◆ Problem requirements ◆
From the entries, copy every line that carries the string "cliff".

◆ Records shown ◆
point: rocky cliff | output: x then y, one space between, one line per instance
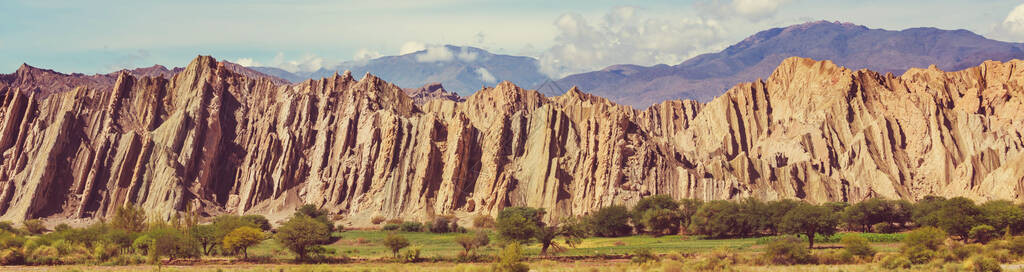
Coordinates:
213 139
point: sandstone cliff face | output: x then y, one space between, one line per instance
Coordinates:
213 139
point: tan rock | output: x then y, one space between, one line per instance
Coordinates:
223 142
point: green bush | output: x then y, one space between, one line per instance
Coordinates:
834 257
411 226
885 227
395 242
982 264
928 237
510 260
920 255
982 233
643 256
894 262
857 245
787 251
11 257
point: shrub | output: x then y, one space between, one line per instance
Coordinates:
142 243
643 256
303 235
483 221
395 242
982 264
834 257
411 226
412 255
441 225
920 255
129 218
928 237
519 224
611 221
11 257
885 227
894 262
982 233
44 255
510 260
857 245
787 251
241 238
34 226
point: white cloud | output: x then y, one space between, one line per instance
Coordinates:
248 61
1012 27
466 55
308 62
412 47
624 35
366 54
435 53
753 10
485 75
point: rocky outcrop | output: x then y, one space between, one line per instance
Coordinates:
432 91
212 139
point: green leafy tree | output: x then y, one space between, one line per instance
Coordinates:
395 242
206 235
242 238
1001 215
715 219
570 229
129 218
809 220
302 235
651 202
611 221
688 208
519 224
662 221
470 242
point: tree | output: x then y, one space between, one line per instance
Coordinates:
302 234
473 241
519 224
570 229
809 220
662 221
651 202
1001 215
315 213
982 233
206 235
259 221
688 208
129 218
242 238
611 221
395 242
774 213
715 219
34 226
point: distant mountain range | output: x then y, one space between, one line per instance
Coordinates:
461 70
708 76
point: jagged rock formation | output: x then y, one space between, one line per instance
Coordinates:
432 91
213 139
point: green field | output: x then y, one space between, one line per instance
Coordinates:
366 244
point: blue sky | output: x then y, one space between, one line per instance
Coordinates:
567 36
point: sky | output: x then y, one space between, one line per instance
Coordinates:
566 37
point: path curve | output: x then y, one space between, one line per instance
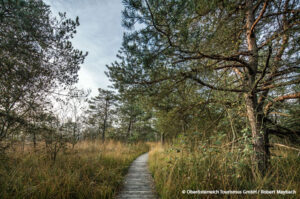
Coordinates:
138 182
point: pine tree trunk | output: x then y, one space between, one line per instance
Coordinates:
162 138
259 136
260 157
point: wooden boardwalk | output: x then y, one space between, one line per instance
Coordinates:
138 182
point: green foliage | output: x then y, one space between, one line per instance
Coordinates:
36 56
213 167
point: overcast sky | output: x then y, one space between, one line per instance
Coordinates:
100 33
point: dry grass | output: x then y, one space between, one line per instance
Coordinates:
91 170
209 168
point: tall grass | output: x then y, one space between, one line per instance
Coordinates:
90 170
207 167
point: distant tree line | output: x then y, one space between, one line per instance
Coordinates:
211 67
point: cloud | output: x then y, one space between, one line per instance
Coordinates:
100 33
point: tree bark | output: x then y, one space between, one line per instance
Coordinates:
260 157
162 138
129 129
105 120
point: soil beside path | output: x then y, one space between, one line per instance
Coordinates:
138 182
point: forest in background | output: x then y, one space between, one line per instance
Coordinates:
207 79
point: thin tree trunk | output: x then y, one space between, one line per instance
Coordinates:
259 135
129 129
105 120
34 140
162 138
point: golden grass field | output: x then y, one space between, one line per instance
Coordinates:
90 170
219 168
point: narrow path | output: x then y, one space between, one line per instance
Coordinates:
138 182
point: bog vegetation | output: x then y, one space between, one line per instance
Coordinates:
216 82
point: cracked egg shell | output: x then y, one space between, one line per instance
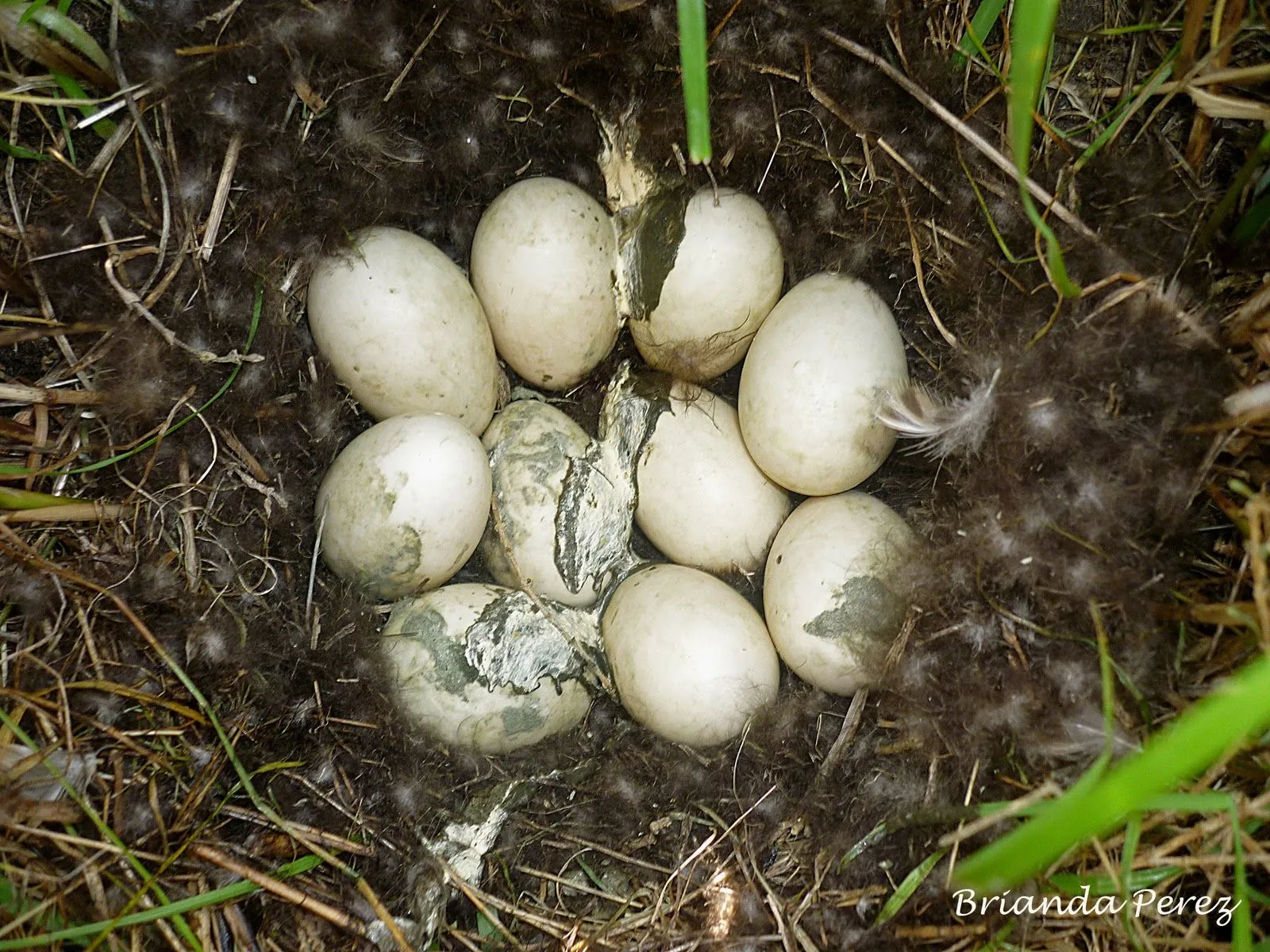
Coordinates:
441 649
829 589
531 447
702 499
403 329
543 266
814 378
705 278
691 658
404 505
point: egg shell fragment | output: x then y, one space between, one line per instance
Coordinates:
724 276
690 657
533 447
403 329
442 687
702 501
819 368
829 592
543 266
404 505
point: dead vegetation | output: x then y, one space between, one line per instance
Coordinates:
235 776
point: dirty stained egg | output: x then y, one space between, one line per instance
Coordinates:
533 448
832 594
480 666
698 274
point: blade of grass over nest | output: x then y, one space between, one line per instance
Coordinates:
257 308
56 22
1241 923
232 892
1073 884
1126 111
696 90
27 499
149 881
1237 710
908 886
1032 32
1253 222
19 152
14 905
25 554
105 129
977 32
78 52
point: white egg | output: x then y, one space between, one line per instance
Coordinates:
819 367
702 499
403 329
404 505
543 266
691 659
829 593
480 666
533 447
702 279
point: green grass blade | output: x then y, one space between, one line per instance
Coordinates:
696 90
25 499
70 33
1237 708
105 129
981 25
1253 222
1032 32
1126 111
31 10
257 306
225 894
19 152
1226 207
1072 884
1241 923
906 889
103 828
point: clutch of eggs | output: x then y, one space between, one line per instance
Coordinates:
552 276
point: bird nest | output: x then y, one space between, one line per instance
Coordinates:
238 774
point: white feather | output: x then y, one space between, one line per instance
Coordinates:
943 428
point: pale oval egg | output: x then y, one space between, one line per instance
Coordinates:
702 501
543 266
831 594
403 329
404 505
690 658
822 365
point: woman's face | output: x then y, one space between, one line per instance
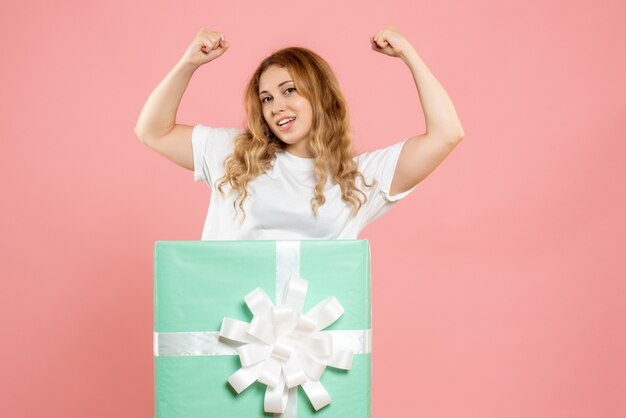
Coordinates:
281 102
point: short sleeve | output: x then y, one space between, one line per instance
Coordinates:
380 165
211 146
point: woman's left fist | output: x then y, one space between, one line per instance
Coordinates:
390 42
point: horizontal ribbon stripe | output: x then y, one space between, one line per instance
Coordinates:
208 343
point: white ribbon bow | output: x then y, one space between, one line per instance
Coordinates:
284 348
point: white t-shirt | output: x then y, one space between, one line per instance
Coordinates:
278 206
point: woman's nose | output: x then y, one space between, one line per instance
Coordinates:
278 104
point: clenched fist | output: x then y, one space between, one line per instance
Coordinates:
207 46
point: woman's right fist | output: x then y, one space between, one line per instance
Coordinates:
205 47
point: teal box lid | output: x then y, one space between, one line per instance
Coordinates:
198 283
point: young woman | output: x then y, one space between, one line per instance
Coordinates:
291 174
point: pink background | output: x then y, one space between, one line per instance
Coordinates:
499 283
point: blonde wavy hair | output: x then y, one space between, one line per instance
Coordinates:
329 138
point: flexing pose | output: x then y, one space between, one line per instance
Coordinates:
291 173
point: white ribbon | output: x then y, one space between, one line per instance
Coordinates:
284 348
281 347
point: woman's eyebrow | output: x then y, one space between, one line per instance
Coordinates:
265 91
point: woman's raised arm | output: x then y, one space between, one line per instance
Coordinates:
156 126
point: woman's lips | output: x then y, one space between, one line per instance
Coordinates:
286 126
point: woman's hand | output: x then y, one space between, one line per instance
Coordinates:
390 42
205 47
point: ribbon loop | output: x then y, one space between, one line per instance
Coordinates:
286 349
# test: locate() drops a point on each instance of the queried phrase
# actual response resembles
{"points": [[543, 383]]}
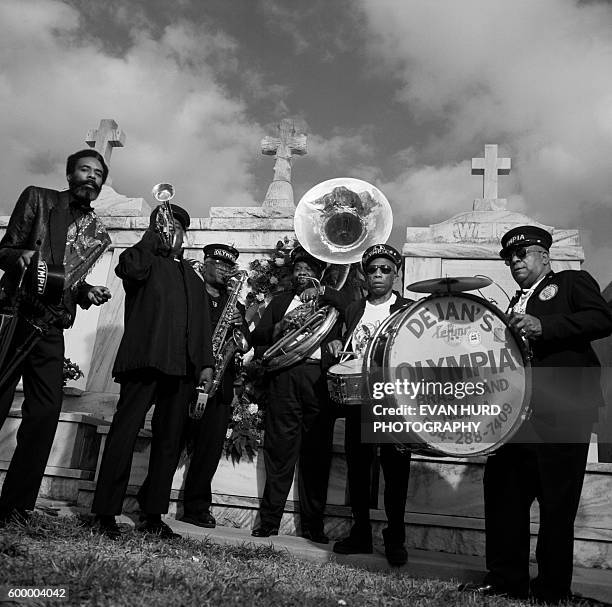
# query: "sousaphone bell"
{"points": [[335, 221]]}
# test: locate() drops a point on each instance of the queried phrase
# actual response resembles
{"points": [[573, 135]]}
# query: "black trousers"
{"points": [[139, 390], [299, 423], [42, 389], [207, 436], [514, 476], [396, 471]]}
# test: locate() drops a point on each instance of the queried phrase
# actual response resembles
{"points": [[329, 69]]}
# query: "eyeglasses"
{"points": [[520, 252], [384, 269]]}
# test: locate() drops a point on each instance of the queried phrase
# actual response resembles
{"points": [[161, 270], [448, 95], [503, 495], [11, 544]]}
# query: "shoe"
{"points": [[105, 524], [264, 531], [205, 519], [157, 527], [16, 516], [353, 545], [318, 537], [396, 554]]}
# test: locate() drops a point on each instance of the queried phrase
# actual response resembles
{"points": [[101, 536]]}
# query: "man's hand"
{"points": [[24, 260], [527, 325], [205, 381], [98, 295], [309, 294], [335, 347]]}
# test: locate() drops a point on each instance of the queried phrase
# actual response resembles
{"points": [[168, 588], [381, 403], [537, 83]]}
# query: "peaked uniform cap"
{"points": [[523, 236], [381, 250], [299, 253]]}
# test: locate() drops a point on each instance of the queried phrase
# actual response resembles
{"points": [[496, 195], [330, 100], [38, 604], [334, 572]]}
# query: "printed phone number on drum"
{"points": [[465, 432]]}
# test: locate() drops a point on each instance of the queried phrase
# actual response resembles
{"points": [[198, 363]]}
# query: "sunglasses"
{"points": [[384, 269], [520, 252]]}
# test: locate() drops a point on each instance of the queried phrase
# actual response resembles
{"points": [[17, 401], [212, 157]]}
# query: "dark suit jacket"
{"points": [[167, 319], [355, 311], [566, 370], [39, 221], [262, 334]]}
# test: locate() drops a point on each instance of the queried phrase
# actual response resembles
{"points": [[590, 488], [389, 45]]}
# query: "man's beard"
{"points": [[299, 286], [86, 191]]}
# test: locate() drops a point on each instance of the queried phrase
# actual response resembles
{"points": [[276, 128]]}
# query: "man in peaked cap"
{"points": [[164, 354], [208, 432], [380, 265], [560, 314], [299, 422]]}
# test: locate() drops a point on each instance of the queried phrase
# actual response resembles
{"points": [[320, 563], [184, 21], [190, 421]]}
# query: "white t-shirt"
{"points": [[520, 307], [373, 315], [295, 302]]}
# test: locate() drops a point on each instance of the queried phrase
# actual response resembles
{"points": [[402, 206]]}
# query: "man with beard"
{"points": [[207, 434], [380, 264], [298, 420], [560, 314], [59, 229], [164, 353]]}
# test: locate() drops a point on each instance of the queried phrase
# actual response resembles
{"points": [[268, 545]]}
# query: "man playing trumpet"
{"points": [[380, 264], [164, 353], [208, 432], [299, 421], [59, 228]]}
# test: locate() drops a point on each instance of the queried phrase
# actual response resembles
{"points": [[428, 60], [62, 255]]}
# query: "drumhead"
{"points": [[447, 375], [352, 366]]}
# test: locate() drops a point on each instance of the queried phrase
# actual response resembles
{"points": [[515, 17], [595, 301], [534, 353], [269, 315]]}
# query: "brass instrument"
{"points": [[164, 220], [335, 221], [228, 339]]}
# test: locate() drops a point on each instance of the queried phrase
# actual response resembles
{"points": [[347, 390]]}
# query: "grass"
{"points": [[141, 570]]}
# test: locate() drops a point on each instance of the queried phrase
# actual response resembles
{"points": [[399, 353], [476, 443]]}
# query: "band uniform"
{"points": [[560, 314], [207, 434]]}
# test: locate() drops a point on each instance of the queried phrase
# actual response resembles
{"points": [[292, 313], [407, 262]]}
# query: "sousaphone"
{"points": [[335, 221]]}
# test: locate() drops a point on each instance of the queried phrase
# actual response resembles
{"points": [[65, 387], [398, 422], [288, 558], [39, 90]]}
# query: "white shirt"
{"points": [[373, 315], [520, 307]]}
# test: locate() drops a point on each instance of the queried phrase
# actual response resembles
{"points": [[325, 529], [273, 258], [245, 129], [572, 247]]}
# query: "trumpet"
{"points": [[164, 219]]}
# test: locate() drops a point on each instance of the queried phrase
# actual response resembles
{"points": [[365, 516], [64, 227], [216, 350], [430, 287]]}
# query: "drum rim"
{"points": [[522, 344]]}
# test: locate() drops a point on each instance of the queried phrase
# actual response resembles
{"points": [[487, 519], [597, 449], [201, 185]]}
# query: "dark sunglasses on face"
{"points": [[384, 269], [521, 253]]}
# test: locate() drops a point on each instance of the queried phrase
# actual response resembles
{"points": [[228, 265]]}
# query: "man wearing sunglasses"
{"points": [[380, 264], [559, 314], [207, 434]]}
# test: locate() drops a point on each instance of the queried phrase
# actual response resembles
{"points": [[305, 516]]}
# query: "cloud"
{"points": [[182, 124], [527, 75]]}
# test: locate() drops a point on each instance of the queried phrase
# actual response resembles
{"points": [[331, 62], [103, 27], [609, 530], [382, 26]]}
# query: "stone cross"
{"points": [[490, 166], [106, 137], [283, 147]]}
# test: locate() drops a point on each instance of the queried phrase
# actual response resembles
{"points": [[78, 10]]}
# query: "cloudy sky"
{"points": [[402, 93]]}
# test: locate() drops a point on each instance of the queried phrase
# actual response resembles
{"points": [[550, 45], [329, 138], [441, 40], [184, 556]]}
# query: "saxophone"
{"points": [[228, 339]]}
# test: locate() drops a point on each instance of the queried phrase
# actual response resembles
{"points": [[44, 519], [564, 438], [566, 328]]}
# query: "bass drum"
{"points": [[446, 376]]}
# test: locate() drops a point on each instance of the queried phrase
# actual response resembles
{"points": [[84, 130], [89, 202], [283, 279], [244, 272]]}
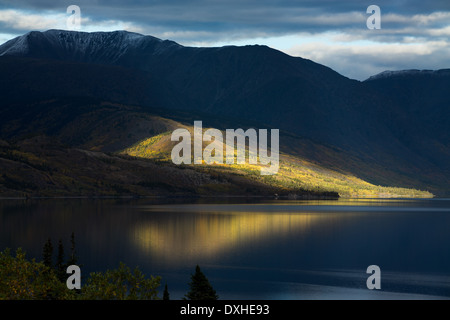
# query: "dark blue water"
{"points": [[265, 250]]}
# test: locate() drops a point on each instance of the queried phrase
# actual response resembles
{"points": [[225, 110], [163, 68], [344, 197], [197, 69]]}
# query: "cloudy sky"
{"points": [[413, 35]]}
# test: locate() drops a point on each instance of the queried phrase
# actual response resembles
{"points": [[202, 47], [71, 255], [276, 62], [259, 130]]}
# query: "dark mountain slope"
{"points": [[257, 84]]}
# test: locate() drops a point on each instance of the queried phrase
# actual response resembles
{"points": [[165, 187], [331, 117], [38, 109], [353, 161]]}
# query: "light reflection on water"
{"points": [[268, 250]]}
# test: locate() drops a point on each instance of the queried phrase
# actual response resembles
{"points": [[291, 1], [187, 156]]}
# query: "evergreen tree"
{"points": [[200, 288], [166, 295], [73, 259], [60, 266], [47, 254]]}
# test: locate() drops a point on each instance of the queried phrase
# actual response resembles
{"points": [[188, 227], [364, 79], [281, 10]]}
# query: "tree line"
{"points": [[24, 279]]}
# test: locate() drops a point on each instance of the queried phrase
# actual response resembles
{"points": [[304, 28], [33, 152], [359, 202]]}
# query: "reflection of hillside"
{"points": [[192, 237]]}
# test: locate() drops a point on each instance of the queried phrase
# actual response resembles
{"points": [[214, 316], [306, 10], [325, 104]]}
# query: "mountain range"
{"points": [[95, 91]]}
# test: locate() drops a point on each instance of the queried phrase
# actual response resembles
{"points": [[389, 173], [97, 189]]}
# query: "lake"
{"points": [[266, 249]]}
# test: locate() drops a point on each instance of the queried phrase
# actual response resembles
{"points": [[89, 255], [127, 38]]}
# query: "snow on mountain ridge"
{"points": [[389, 73], [84, 46]]}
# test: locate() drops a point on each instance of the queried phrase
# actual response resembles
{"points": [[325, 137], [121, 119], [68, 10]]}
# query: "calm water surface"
{"points": [[265, 250]]}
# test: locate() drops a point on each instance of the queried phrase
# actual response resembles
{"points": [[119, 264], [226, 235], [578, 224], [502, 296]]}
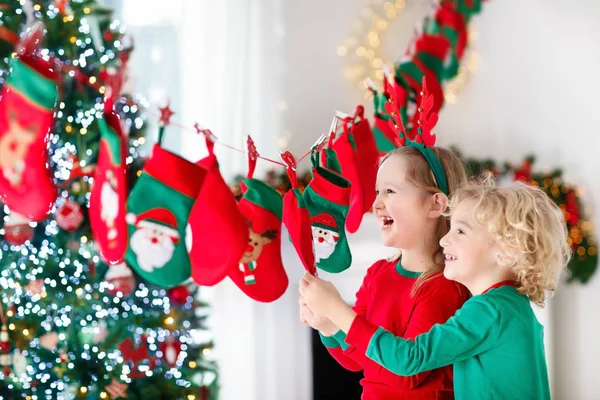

◆ Worked solution ◆
point: rocky cliff | output: x then y, one space between, one line per instance
point: sandstone cliff face | output: x then y, one space between, one line per instance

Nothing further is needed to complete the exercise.